[Opening Material for this task section]

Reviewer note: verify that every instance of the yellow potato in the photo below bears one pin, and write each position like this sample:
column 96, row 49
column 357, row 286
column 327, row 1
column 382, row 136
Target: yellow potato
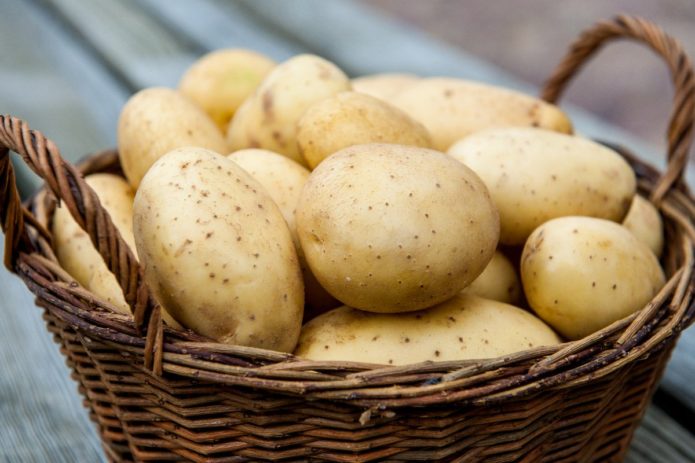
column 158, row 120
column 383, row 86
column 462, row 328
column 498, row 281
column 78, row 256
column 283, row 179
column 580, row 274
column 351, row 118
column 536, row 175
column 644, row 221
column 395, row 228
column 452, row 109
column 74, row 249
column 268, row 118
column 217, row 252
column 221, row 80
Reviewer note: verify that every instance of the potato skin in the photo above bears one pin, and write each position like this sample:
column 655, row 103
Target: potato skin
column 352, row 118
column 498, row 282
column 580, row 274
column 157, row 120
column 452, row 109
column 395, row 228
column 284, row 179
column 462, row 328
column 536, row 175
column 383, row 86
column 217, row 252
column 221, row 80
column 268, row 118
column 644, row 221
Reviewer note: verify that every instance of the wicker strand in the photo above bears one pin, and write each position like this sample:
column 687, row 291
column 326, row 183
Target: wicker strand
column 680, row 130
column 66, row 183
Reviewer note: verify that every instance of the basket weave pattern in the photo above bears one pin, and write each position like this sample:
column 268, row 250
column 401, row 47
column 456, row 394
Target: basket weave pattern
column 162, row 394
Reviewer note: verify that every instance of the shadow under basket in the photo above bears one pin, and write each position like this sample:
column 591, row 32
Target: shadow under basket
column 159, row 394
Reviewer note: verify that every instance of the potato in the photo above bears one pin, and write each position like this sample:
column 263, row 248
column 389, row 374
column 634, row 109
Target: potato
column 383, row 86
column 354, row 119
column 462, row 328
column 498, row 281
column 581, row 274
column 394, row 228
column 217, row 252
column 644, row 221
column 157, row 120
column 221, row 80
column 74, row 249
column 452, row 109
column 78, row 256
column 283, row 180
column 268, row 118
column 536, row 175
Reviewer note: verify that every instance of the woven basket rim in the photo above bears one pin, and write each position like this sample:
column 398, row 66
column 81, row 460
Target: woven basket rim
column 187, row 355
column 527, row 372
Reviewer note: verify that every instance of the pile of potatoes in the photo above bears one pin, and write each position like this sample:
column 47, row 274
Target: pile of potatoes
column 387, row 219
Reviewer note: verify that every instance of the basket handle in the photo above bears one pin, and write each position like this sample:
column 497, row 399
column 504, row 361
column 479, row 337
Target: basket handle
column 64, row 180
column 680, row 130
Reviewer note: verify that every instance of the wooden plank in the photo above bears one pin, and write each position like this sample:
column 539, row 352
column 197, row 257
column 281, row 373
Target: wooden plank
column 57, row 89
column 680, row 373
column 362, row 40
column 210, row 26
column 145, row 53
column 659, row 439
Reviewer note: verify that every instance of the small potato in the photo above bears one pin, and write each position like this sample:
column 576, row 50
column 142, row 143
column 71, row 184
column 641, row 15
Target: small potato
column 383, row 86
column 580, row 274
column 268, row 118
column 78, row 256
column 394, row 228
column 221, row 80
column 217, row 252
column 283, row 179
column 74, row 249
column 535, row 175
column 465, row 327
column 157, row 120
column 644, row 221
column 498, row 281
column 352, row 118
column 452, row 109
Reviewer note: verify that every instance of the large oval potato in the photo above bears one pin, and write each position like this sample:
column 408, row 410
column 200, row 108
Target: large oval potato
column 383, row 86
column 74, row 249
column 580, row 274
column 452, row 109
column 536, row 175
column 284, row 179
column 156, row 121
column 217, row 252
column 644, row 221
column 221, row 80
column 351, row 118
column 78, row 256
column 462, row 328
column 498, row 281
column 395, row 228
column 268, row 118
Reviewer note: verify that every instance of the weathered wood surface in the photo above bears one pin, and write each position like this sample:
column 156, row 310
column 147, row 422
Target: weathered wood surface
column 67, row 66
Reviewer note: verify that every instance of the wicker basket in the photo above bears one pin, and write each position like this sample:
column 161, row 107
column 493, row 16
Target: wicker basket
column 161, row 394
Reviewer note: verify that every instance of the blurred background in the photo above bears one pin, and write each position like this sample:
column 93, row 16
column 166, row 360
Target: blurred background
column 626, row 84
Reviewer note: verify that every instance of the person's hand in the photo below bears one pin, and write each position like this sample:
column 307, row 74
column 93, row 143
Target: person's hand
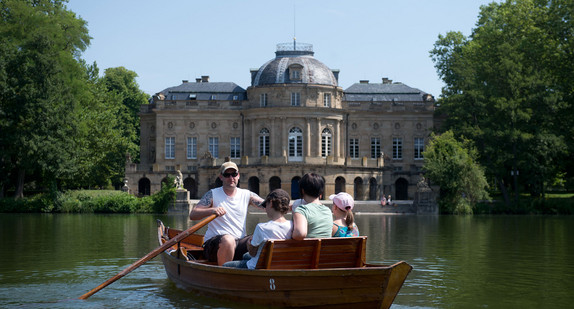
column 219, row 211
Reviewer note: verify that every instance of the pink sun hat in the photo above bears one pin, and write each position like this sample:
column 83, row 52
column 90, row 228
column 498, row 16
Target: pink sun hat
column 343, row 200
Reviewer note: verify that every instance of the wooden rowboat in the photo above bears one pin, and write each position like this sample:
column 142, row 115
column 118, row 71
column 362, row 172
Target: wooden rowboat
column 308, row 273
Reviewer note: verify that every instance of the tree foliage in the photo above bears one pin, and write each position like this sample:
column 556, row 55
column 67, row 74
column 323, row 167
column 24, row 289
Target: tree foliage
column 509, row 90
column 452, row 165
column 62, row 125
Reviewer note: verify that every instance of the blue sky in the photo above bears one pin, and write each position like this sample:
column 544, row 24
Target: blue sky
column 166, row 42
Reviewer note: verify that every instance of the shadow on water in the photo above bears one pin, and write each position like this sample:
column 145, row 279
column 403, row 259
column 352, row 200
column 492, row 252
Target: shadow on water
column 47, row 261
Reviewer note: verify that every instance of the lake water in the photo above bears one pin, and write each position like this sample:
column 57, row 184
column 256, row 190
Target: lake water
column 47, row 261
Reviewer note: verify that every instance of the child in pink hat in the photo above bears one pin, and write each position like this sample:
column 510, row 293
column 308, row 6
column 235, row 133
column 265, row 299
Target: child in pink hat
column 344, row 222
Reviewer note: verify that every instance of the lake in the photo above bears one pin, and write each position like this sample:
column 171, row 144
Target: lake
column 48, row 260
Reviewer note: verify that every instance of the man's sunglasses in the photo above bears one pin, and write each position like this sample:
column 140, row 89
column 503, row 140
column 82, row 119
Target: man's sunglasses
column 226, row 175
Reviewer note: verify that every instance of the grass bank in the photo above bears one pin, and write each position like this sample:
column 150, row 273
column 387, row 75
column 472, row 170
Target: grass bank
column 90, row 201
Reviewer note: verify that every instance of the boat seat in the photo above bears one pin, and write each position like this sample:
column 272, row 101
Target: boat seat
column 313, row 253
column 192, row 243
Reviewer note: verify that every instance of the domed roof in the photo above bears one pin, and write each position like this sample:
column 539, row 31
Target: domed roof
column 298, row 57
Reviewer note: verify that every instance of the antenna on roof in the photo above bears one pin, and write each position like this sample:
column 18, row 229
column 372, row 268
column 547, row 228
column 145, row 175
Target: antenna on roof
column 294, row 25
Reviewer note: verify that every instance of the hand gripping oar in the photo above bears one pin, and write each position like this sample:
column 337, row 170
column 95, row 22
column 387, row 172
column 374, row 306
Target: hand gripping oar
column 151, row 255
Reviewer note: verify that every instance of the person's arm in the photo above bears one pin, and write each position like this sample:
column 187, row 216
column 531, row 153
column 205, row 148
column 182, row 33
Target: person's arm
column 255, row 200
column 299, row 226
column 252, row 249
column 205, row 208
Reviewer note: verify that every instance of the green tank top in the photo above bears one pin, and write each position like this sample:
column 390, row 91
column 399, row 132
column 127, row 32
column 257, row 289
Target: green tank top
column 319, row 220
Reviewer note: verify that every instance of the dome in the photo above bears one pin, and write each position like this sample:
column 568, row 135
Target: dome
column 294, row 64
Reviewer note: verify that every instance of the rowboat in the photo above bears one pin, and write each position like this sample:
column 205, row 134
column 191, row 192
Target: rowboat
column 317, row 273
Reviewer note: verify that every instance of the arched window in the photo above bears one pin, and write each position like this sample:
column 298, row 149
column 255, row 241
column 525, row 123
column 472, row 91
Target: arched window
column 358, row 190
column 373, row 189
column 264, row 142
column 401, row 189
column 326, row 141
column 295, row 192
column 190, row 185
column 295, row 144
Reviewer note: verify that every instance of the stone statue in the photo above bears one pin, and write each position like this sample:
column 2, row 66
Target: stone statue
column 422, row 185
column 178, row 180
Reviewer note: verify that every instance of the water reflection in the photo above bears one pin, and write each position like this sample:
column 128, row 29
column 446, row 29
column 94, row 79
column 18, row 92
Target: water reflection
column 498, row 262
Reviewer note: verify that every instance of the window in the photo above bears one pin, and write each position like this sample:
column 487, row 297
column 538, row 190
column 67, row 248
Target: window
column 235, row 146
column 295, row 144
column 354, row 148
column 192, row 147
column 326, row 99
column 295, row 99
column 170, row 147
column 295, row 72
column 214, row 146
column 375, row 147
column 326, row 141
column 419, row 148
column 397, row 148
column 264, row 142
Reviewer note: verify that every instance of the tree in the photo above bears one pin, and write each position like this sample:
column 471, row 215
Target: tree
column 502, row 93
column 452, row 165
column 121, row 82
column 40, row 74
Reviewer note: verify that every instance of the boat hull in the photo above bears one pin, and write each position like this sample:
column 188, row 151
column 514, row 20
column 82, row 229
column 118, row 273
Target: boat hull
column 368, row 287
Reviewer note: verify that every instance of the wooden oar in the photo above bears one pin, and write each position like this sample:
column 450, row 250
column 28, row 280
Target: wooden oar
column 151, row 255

[Closing Material for this task section]

> [Problem statement]: Wherever the line holding "Target: person's arm" falls in the entries above, copy exactly from it through the line holding "column 399, row 132", inclusive, and add nothing.

> [Result of the exercise]:
Target: person's arm
column 255, row 200
column 299, row 226
column 252, row 249
column 205, row 208
Reviewer note: verify that every instance of the green tank top in the photo above bears one pin, and write each position like this sample:
column 390, row 91
column 399, row 132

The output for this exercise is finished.